> **WORK TO DO**:
Pick out each line in the items below that contains the string "mask", treating uppercase and lowercase as different, and copy those lines.

(Region labeling items)

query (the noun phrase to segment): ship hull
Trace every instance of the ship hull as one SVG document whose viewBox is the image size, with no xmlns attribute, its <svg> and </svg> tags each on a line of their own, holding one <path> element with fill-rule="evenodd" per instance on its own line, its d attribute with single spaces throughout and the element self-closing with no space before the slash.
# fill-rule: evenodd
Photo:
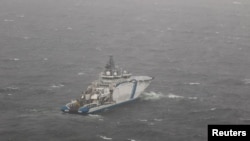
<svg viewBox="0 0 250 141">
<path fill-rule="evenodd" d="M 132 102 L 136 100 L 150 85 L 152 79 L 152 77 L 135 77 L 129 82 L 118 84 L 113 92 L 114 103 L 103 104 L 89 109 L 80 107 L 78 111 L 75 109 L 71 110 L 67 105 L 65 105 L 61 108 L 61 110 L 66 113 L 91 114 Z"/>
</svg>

---

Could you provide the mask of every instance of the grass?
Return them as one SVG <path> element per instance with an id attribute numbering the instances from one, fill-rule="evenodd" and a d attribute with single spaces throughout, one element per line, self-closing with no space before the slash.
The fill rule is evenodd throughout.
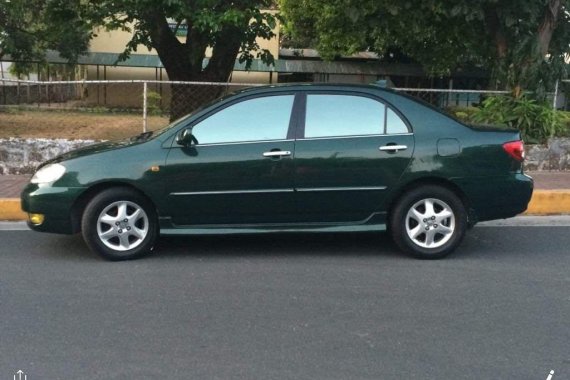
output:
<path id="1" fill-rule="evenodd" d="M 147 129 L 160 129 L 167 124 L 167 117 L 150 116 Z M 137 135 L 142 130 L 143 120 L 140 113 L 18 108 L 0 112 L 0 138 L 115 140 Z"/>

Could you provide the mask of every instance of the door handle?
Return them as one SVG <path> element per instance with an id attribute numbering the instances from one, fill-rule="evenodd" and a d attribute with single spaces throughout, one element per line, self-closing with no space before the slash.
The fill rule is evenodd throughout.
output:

* * *

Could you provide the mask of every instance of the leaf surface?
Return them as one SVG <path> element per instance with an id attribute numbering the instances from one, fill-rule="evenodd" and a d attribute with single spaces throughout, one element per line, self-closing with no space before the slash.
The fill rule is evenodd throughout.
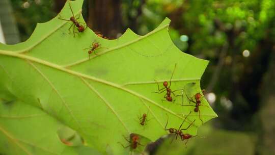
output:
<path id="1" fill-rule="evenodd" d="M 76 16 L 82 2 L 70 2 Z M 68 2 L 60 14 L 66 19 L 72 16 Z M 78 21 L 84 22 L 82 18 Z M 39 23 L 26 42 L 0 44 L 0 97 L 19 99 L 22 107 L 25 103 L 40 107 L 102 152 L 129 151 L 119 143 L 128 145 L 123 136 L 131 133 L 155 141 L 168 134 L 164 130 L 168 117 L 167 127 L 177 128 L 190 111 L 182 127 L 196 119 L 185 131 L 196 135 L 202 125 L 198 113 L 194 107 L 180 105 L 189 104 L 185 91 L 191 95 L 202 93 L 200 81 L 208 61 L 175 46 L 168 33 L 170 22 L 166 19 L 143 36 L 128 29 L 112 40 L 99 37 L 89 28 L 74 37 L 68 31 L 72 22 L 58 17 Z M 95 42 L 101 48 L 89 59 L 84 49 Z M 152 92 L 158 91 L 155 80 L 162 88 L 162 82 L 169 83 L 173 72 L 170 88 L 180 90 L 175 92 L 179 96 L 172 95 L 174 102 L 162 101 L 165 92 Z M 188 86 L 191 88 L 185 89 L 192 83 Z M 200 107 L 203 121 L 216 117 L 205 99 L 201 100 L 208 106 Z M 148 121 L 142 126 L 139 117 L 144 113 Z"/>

> **FINAL ANSWER**:
Could you provide the mask of every instance of the grass?
Could you provide the mask of every instance of the door handle?
Could you provide the mask of every instance of the leaf surface?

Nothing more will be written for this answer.